= PROBLEM STATEMENT =
Answer these questions using the news report on the Zika case in South Carolina:
1. Which state agency confirmed the case?
2. Have mosquitoes in South Carolina been found to carry the Zika virus so far?
3. What position does Dr. Teresa Foo hold?

= DOCUMENT TEXT =
-- Opening Marker --
COLUMBIA, SC (WCSC) - For the first time, a case of travel-associated Zika infection has been confirmed in South Carolina, the state's Department of Health and Environmental Control confirmed Friday.
The case was confirmed in a person who recently traveled to a country with active transmission of the virus, according to a release from DHEC.
"The individual did not have symptoms and was not contagious by the time they returned to the United States," the release states. "Therefore, there is no risk to public health and no risk of transmission to people or mosquitoes in South Carolina at this time. To protect patient confidentiality no additional details on this individual will be provided."
Mosquitoes in South Carolina have not been found to carry the Zika virus so far. Mosquitoes that do carry the virus in other countries transmit it through biting.
"We had expected to see a case appear in South Carolina eventually as more people vacation to countries where the Zika virus is actively spreading," DHEC medical consultant Dr. Teresa Foo said. "As our state's public health agency, we actively monitor for the arrival of new diseases in South Carolina in an effort to help stop the spread of the illness."
-- Closing Marker --
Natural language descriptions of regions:
-- Opening Marker --
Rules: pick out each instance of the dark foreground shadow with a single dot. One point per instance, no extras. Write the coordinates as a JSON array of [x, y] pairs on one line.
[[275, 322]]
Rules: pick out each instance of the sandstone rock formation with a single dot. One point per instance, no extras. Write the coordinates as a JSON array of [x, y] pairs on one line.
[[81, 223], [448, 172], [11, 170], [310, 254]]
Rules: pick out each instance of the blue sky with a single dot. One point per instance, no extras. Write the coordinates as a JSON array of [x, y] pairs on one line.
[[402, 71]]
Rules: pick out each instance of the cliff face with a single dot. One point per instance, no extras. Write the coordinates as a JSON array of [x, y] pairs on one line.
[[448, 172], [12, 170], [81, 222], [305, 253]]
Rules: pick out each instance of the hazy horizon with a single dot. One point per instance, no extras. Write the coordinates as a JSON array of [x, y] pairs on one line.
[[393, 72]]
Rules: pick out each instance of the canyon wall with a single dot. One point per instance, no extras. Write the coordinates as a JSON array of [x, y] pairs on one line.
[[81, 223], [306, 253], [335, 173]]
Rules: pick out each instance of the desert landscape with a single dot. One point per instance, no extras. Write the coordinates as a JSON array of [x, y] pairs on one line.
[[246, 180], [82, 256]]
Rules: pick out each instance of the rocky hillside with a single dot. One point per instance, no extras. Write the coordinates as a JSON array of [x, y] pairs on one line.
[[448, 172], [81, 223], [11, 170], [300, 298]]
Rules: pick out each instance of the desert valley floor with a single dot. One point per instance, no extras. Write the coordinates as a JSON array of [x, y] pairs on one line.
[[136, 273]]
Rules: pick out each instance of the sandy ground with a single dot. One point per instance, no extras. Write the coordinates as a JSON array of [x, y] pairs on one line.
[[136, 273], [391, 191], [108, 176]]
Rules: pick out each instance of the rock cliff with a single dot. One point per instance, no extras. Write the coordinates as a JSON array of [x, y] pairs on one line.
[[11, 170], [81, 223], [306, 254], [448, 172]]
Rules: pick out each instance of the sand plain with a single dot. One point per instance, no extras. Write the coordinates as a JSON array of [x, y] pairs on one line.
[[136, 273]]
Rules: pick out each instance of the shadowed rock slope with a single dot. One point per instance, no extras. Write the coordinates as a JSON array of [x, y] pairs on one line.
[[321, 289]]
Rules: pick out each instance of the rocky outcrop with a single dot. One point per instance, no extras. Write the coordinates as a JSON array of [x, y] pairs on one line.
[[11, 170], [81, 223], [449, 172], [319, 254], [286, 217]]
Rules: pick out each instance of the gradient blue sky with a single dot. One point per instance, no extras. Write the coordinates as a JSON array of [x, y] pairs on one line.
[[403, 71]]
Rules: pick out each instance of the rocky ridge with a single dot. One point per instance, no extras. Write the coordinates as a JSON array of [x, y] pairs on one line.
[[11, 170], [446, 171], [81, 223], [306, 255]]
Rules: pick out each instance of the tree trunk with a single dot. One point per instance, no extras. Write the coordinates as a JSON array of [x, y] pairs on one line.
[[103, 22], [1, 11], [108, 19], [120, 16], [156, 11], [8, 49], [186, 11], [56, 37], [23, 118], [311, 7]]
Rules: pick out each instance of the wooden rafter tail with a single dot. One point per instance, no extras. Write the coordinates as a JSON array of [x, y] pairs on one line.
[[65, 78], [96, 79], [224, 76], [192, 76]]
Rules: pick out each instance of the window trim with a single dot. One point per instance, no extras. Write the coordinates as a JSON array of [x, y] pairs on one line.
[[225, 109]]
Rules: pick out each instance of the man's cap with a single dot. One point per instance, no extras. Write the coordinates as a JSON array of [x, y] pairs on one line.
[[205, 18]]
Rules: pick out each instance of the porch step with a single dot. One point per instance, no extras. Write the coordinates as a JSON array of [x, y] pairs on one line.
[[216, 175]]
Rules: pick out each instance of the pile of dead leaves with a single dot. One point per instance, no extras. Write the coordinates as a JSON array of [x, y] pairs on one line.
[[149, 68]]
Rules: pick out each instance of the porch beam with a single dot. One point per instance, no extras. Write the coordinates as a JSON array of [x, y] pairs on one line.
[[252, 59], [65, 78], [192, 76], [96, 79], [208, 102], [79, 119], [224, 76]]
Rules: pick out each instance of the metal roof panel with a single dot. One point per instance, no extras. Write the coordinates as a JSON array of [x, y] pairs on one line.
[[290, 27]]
-- Closing Marker --
= RESPONSE AREA =
1. The Department of Health and Environmental Control (DHEC)
2. No
3. She is a DHEC medical consultant.